#### Exercise requirements
Rewrite the records below with "outline" changed to "trace" wherever it appears, keeping everything else the same.

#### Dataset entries

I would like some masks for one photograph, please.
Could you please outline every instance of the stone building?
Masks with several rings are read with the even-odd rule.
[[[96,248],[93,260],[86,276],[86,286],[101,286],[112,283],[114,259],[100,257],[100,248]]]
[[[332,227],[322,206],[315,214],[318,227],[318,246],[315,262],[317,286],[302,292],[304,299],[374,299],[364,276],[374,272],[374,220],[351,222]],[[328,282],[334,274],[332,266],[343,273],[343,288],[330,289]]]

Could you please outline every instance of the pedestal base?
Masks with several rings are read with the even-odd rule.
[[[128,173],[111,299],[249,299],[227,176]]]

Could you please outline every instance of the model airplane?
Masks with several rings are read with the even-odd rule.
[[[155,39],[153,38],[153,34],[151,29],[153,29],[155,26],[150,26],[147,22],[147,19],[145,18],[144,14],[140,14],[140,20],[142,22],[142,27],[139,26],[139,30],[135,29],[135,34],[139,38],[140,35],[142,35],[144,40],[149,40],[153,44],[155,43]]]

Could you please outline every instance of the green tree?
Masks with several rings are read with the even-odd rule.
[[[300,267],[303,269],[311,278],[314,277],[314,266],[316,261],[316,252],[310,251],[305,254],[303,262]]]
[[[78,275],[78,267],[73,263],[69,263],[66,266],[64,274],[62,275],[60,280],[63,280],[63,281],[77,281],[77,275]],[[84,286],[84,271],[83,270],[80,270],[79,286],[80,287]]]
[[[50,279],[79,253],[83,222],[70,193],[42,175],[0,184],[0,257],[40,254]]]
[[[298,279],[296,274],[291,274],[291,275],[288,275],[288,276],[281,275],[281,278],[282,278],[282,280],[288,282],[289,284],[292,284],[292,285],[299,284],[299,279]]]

#### Task solution
I would like some masks for one photograph, please.
Could you please trace every instance of the stone building?
Masks with several rings are read with the even-odd rule.
[[[96,248],[93,260],[86,276],[86,286],[101,286],[112,283],[114,259],[100,257],[100,248]]]
[[[332,227],[322,206],[315,214],[318,227],[318,246],[315,262],[317,286],[302,292],[304,299],[374,299],[364,276],[374,272],[374,220],[351,222]],[[328,282],[334,274],[332,266],[343,273],[343,288],[330,289]]]

Could you please trace every instance of the pedestal base?
Masks with several rings are read with the even-odd rule.
[[[128,173],[111,299],[249,299],[227,176]]]

Could you please trace every instance of the model airplane?
Masks with several rings are read with the even-odd rule.
[[[155,39],[153,38],[153,34],[151,29],[153,29],[155,26],[150,26],[147,22],[147,19],[145,18],[144,14],[140,14],[140,20],[142,22],[142,27],[139,26],[139,30],[135,29],[135,34],[139,38],[140,35],[142,35],[144,40],[149,40],[153,44],[155,43]]]

Could you please trace every instance of the green tree?
Masks with several rings are read with the even-odd rule.
[[[300,267],[303,269],[311,278],[314,277],[314,266],[316,261],[316,252],[310,251],[305,254],[303,262]]]
[[[78,275],[78,267],[73,263],[69,263],[66,266],[64,274],[62,275],[60,280],[63,280],[63,281],[77,281],[77,275]],[[84,286],[84,271],[83,270],[80,270],[79,286],[80,287]]]
[[[50,279],[79,253],[83,222],[70,193],[42,175],[0,184],[0,257],[40,254]]]
[[[298,279],[296,274],[291,274],[291,275],[288,275],[288,276],[281,275],[281,278],[282,278],[282,280],[288,282],[289,284],[292,284],[292,285],[299,284],[299,279]]]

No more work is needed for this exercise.